_Aim of the exercise_
Please set down, unchanged, the line containing "Task: indicate the asphalt" and all the lines that follow it until the data below ends.

Region pointing data
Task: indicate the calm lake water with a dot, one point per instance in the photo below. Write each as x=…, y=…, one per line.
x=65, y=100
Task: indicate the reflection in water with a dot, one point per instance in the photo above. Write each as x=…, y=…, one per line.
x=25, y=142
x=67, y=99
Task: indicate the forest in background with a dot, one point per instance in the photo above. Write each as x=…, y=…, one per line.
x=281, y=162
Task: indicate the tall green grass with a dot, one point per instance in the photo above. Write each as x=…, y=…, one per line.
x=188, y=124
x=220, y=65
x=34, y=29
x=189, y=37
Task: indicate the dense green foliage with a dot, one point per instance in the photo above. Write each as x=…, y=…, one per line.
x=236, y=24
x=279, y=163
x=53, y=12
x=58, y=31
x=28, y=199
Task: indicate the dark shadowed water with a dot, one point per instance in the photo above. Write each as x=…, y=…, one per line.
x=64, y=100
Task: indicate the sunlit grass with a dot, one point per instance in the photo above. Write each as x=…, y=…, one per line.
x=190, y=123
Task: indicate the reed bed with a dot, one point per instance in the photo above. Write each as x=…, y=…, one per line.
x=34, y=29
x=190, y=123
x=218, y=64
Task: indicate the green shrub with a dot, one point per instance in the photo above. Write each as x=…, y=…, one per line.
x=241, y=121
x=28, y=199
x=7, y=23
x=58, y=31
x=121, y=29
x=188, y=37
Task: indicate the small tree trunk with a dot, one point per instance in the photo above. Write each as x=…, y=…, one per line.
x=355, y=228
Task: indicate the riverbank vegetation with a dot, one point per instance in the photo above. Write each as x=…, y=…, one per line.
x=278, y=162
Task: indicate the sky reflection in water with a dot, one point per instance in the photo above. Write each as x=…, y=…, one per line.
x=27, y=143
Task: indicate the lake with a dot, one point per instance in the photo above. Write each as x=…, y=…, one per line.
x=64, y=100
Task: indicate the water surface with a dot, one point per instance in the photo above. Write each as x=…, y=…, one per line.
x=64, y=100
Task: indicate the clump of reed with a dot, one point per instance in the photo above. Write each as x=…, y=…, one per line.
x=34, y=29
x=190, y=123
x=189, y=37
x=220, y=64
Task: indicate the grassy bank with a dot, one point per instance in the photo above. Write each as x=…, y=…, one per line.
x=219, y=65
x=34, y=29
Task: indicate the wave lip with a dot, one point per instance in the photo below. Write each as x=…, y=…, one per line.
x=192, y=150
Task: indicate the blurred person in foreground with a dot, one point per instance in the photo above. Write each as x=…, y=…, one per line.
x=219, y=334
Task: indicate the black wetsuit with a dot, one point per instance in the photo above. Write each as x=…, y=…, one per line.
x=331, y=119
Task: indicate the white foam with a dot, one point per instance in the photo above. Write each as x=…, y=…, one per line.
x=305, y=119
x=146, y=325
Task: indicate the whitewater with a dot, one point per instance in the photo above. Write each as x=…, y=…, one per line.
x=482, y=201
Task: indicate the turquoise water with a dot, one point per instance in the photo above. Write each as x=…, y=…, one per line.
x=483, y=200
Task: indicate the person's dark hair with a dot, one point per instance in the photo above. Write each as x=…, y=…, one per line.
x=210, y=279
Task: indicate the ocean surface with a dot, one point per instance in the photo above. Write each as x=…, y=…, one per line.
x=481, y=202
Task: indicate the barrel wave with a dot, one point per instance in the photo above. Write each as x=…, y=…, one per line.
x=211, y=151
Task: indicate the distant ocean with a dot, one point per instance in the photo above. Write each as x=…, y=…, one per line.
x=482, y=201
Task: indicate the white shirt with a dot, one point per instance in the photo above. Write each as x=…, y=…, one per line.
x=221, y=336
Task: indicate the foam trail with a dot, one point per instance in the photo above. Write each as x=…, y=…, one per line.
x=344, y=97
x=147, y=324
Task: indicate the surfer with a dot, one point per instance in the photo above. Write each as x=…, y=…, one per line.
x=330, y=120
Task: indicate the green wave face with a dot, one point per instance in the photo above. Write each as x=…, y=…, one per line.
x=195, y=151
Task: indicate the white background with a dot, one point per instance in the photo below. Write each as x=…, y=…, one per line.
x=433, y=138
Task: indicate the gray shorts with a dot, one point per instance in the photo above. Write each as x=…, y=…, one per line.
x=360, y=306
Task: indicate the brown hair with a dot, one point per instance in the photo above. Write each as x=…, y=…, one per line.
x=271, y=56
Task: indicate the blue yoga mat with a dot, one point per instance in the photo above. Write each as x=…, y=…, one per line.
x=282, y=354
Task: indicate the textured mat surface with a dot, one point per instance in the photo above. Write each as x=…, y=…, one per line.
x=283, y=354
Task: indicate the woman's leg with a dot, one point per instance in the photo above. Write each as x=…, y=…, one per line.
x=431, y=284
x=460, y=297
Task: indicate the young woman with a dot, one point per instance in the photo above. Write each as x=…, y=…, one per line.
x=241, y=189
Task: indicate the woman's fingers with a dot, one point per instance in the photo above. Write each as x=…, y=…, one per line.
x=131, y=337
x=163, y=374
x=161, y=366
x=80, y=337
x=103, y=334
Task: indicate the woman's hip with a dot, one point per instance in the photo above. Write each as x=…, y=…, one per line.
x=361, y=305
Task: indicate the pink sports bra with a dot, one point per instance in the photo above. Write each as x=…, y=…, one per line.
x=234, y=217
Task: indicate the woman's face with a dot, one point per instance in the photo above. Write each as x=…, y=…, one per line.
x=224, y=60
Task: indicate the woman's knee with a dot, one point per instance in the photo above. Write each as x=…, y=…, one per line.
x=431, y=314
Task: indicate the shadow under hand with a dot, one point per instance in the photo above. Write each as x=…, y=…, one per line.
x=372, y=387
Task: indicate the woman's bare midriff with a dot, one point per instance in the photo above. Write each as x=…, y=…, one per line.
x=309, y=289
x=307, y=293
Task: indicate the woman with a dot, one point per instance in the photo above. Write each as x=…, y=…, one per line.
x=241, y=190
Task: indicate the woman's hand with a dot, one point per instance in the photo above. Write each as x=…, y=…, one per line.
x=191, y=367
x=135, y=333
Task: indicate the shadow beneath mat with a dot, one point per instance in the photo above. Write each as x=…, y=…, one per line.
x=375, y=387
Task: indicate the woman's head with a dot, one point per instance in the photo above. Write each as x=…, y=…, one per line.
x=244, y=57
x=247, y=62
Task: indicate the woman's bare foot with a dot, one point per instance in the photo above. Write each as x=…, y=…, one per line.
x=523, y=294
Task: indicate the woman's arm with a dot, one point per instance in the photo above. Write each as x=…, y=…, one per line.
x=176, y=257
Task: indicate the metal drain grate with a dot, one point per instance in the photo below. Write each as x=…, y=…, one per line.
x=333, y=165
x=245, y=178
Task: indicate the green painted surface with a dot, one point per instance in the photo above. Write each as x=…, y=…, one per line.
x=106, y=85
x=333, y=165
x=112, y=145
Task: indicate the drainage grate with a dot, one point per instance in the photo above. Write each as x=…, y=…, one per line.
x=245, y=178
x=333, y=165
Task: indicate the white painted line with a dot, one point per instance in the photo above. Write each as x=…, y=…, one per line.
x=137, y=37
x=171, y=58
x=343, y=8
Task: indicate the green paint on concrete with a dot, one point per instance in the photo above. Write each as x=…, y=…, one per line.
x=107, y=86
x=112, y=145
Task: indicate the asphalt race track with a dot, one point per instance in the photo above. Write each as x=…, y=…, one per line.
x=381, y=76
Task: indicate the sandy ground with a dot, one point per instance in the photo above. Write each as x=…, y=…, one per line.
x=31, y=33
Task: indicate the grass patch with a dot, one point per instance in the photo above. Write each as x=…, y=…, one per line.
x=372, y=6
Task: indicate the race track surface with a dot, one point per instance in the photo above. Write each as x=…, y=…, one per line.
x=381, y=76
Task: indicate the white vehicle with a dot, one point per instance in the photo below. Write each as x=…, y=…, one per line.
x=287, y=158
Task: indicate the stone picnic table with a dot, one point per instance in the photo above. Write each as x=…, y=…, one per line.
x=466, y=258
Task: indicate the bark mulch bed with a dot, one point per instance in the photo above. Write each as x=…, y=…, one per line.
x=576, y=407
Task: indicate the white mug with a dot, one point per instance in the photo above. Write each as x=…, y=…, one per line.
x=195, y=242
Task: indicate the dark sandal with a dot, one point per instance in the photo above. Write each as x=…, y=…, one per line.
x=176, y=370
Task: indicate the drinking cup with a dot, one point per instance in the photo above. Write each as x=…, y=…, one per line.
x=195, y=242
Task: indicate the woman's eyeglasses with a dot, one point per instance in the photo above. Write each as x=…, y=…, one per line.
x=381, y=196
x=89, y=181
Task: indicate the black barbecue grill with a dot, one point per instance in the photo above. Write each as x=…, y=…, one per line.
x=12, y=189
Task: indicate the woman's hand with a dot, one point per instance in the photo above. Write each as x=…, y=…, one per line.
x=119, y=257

_Completed task_
Task: indicate the asphalt race track with a dot, one point per instance in the photo above. Write each as x=…, y=…, one per line.
x=381, y=76
Task: indicate the sandy ground with a dot, one point per instance in the photo above. Write each as x=…, y=…, one per line.
x=31, y=33
Task: indicate the grass patch with a dot, one point per instance in the photo above. Write each as x=…, y=…, one per line.
x=372, y=6
Task: indicate the race track surface with a dot, one point per instance in the photo above. Write each as x=…, y=…, one per line.
x=381, y=76
Task: indicate the white vehicle with a dot, one point per instance in the photo below. Write each as x=…, y=…, one per line.
x=287, y=158
Task: indicate the stone picnic table with a dot, one point per instance in the photo above. Write each as x=…, y=…, one per line.
x=466, y=258
Task: indicate the bark mulch bed with a dot, one point per instance in the photo above. Write each as x=…, y=…, one per line.
x=576, y=407
Task: indicate the white mug with a dot, one point per instance in the photo above. Write each as x=…, y=…, one per line.
x=195, y=242
Task: indicate the dark sandal with a dot, one point per instance in the photo above. Write each as x=…, y=…, one per line.
x=176, y=370
Task: indicate the drinking cup with a dot, one point per instance in the photo above. Write each as x=…, y=…, one per line.
x=195, y=242
Task: indicate the woman's eyeglasses with a dot, one point per instance in the photo above. Write each as x=…, y=…, one per line.
x=381, y=196
x=89, y=181
Task: indicate the black barbecue grill with a dot, one point per instance in the photo above. Write each as x=…, y=…, one per line.
x=12, y=189
Task: indicate the woman's hand with a dot, one point per instance in the photo above. Write each as x=…, y=…, one per line.
x=119, y=257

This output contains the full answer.